(Esercizi da svolgere)
a – Nel testo sull'India, chi è l'autore del rapporto del 1995 sulle condizioni degli operai del cantiere d'Alang?
b – Traduci in inglese questa frase del testo sull'India: «Il suolo era saturo di prodotti tossici.»
c – Prosegui il testo sull'India, riprendendo subito dopo la sua ultima frase.

(Testo di partenza)

Anche parlare di diritti umani è un eufemismo in India, dove – ricordiamolo – Tomaso Bruno ed Elisabetta Boncompagni sono detenuti dal 7 febbraio 2010 per lo strangolamento di un loro amico, la cui autopsia dimostra il decesso per altre cause, senza che la magistratura indiana ponga rimedio a questo clamoroso errore giudiziario.

Una nazione, l’India, che pretende il ruolo di super potenza, mentre – nella sola Nuova Dehli nel 2013 – si sono contati più di 1.300 denunce per stupro  e quasi 3.000 aggressioni sessuali, mentre le donne accusano polizia e magistrati di ‘indifferenza’ se non connivenza.

Le condizioni di vita e di lavoro degli operai nel più grande cimitero di battelli del mondo – il cantiere d’Alang in India – era così descritto in un rapporto del 1995 dell’ingegnere Maresh Panda: “Questi avevano problemi di pelle e problemi respiratori dovuti al contatto con materiali tossici. Gli scafi potevano contenere del carburante e i tagliatori li foravano con la fiamma ossidrica col rischio di esplosioni. Il suolo era saturo di prodotti tossici. Ora, la maggior parte degli operai era a piedi nudi e poteva ferirsi. (…) Alloggiavano dai 20 ai 30 in una stessa baracca e dormivano su cuccette sovrapposte. Potevano arrivare a lavorare venti ore al giorno”.

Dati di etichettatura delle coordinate
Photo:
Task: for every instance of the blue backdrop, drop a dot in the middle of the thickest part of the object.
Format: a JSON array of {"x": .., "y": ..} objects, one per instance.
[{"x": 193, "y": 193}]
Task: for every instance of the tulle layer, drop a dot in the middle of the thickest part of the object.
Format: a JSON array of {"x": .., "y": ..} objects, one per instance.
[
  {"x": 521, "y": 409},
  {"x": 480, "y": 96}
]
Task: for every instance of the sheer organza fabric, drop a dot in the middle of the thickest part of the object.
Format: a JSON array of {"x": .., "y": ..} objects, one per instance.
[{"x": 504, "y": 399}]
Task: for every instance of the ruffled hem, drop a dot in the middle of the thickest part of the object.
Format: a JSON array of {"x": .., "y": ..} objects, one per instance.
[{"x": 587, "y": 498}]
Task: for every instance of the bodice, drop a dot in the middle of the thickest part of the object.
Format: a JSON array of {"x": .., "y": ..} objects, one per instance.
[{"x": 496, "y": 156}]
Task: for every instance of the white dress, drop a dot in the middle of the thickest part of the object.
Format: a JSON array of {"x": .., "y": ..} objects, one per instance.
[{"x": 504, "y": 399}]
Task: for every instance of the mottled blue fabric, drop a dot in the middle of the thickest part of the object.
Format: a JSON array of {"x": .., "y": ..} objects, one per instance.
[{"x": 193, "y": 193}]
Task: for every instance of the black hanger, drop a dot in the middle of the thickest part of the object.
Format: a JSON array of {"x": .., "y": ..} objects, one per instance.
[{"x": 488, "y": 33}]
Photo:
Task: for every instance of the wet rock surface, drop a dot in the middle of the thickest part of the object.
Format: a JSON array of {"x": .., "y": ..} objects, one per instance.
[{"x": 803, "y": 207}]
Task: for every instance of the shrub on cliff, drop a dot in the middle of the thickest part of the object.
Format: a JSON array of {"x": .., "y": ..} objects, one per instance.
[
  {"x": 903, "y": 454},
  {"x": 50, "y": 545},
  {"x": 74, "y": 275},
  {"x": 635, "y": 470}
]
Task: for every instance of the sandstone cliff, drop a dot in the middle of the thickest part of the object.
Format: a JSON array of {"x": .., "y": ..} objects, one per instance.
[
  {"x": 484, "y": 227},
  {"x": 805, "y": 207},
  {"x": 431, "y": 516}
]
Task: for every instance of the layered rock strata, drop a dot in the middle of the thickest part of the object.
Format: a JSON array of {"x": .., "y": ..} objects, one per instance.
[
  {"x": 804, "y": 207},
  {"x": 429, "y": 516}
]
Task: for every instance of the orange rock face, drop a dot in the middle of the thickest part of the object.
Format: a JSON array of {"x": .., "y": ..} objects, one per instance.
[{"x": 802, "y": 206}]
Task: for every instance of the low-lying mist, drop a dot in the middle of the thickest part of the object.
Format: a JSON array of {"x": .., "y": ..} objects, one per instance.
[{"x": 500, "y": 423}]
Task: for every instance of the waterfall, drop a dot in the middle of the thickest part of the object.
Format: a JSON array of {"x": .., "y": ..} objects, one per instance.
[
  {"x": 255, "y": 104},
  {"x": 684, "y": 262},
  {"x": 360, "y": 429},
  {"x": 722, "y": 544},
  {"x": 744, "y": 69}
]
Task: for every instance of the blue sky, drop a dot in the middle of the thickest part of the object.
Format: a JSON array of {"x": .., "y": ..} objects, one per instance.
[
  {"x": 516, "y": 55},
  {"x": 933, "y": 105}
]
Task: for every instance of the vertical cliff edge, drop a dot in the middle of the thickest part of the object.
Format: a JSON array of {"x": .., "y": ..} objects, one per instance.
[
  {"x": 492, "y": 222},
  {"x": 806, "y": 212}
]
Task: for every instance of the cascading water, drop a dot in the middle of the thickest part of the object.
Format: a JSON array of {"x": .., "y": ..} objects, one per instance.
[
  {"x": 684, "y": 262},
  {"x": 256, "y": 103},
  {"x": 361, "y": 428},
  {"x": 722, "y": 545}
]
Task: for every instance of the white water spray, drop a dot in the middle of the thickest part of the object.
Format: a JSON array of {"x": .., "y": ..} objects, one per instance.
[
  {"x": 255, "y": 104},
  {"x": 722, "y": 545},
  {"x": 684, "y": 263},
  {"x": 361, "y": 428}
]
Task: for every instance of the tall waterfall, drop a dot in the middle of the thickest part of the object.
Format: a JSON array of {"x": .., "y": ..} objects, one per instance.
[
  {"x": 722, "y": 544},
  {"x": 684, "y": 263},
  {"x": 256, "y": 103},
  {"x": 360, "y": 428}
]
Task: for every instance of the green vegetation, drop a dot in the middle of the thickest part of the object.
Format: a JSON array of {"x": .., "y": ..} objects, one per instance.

(Soluzioni degli esercizi)
a – L'ingegnere Maresh Panda.

b – The ground was saturated with toxic products.

c –
E l’India è anche il paese con il maggior numero di bambini lavoratori: l’Indian Labour Organization computava nel 1996 ben 23,17 milioni di minori al lavoro, di cui 12,67 milioni a tempo pieno (14 ore al giorno). L’ultimo censimento indiano, che risale al 2001, ne conta 12,66 milioni.

Un indiano su due (54%) dichiara di essere ricorso o aver ricevuto una tangente – la media mondiale è al 28% – e i partiti politici sono considerati l’istituzione più corrotta in assoluto con una corruption rate di 4,4 su una scala di 5. La polizia indiana vede un tasso di corrruzione del 62% e si stima che il 31% di coloro che hanno avuto a che fare con un agente abbia pagato qualcosa. Ad ogni modo, anche scuole e college non sembrano esenti con il 48% di tasso di corruzione.

State Bank of India (SBI) nel 2013 ha ceduto ben il 40% della sua capitalizzazione di mercato e ora è scambiato a prezzi scontati del 25%, pur potendo contare su una base depositi di circa 290 miliardi di dollari e una rete di ben 15.000 filiali sparse per tutto il continente indiano.
Intanto, l’Europa della banche preme affinchè si stipuli un trattato di ‘libero scambio’ con l’India … un paese dove non è tutto oro quello che luce e dove, di sicuro, il pensiero del Mahatma Gandhi non è più di casa.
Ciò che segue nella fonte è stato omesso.